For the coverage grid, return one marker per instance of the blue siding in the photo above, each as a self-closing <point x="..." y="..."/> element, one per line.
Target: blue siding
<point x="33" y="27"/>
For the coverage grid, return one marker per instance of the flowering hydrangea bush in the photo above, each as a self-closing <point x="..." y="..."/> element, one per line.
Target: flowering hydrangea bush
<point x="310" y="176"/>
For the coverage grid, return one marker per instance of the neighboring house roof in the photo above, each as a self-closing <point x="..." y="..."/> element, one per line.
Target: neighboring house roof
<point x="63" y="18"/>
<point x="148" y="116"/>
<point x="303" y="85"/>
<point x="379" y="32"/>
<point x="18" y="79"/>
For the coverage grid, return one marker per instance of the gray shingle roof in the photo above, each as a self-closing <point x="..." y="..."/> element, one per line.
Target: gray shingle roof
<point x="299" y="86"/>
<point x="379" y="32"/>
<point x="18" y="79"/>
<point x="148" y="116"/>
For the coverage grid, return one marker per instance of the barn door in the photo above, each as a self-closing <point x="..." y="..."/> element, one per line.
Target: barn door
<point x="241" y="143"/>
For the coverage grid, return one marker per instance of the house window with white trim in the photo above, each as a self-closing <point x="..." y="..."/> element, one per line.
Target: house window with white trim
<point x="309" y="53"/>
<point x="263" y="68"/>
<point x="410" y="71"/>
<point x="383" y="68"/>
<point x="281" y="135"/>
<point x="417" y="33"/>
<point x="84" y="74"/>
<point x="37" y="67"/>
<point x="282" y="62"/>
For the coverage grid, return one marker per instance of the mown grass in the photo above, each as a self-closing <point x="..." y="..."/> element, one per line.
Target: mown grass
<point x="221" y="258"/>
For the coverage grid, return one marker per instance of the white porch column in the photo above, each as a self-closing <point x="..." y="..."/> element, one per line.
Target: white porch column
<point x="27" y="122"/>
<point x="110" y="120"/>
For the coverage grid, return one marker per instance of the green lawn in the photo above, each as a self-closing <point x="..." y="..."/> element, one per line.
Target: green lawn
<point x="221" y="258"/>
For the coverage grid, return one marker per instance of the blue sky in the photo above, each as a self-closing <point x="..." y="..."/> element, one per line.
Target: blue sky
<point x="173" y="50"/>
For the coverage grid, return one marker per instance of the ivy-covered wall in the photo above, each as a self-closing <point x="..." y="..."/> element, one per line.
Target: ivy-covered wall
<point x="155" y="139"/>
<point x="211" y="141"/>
****************
### REQUIRED WORK
Turn every line of the records above into one numbered list, leaving out blank lines.

### ANSWER TO THIS TASK
1. For the coverage grid, return one marker per instance of the blue siding in the photo above, each as a self-closing <point x="..." y="..."/> element, one per line.
2. Target: blue siding
3. <point x="33" y="27"/>
4. For the coverage grid, return one marker per instance of the flowering hydrangea bush in the photo above, each as a self-closing <point x="..." y="..."/> element, one per line.
5. Target: flowering hydrangea bush
6. <point x="310" y="176"/>
7. For the coverage grid, return one marker per instance of the neighboring house roof in the photo above, each as a self-closing <point x="..." y="..."/> element, one per line.
8. Target: neighboring house roof
9. <point x="63" y="18"/>
10. <point x="148" y="116"/>
11. <point x="303" y="85"/>
12. <point x="379" y="32"/>
13. <point x="18" y="79"/>
14. For the coverage grid, return one marker per instance of the gray shingle roof in the photo above, each as a self-closing <point x="..." y="..."/> element, one per line.
15. Target: gray shingle roof
16. <point x="299" y="86"/>
17. <point x="379" y="32"/>
18. <point x="18" y="79"/>
19. <point x="148" y="116"/>
20. For the coverage grid, return one marker per instance of the barn door in the photo above, each as a self-closing <point x="..." y="..."/> element, one per line.
21. Target: barn door
22. <point x="241" y="143"/>
23. For the coverage grid, return one marker per instance of the house window with white trim in the photo above, each as a self-closing <point x="..." y="..."/> element, one per line.
24. Target: house window with white trim
25. <point x="309" y="53"/>
26. <point x="263" y="68"/>
27. <point x="410" y="71"/>
28. <point x="383" y="68"/>
29. <point x="281" y="135"/>
30. <point x="417" y="33"/>
31. <point x="84" y="74"/>
32. <point x="37" y="67"/>
33. <point x="282" y="62"/>
34. For the coverage grid, return one marker per instance of the mown grass in the photo above, each as a self-closing <point x="..." y="..."/> element, one per line.
35. Target: mown grass
36. <point x="221" y="258"/>
37. For the coverage grid, return one marker per instance of the white porch column in the photo above, each as a self-closing <point x="..." y="..."/> element, one per line.
38. Target: white porch column
39. <point x="27" y="122"/>
40. <point x="110" y="120"/>
41. For the coverage grid, return one marker per instance of the green lawn in the photo above, each as a self-closing <point x="..." y="..."/> element, one per line.
42. Target: green lawn
43. <point x="221" y="258"/>
44. For the coverage grid, return one marker per instance of the blue sky in the photo above, each as a self-closing <point x="..." y="..."/> element, one per line.
45. Target: blue sky
46. <point x="173" y="50"/>
47. For the coverage grid, return one marker per instance of the ivy-covered wall in the photo above, each as a self-closing <point x="..." y="..."/> element, one per line.
48. Target: ivy-covered wall
49. <point x="155" y="139"/>
50. <point x="211" y="141"/>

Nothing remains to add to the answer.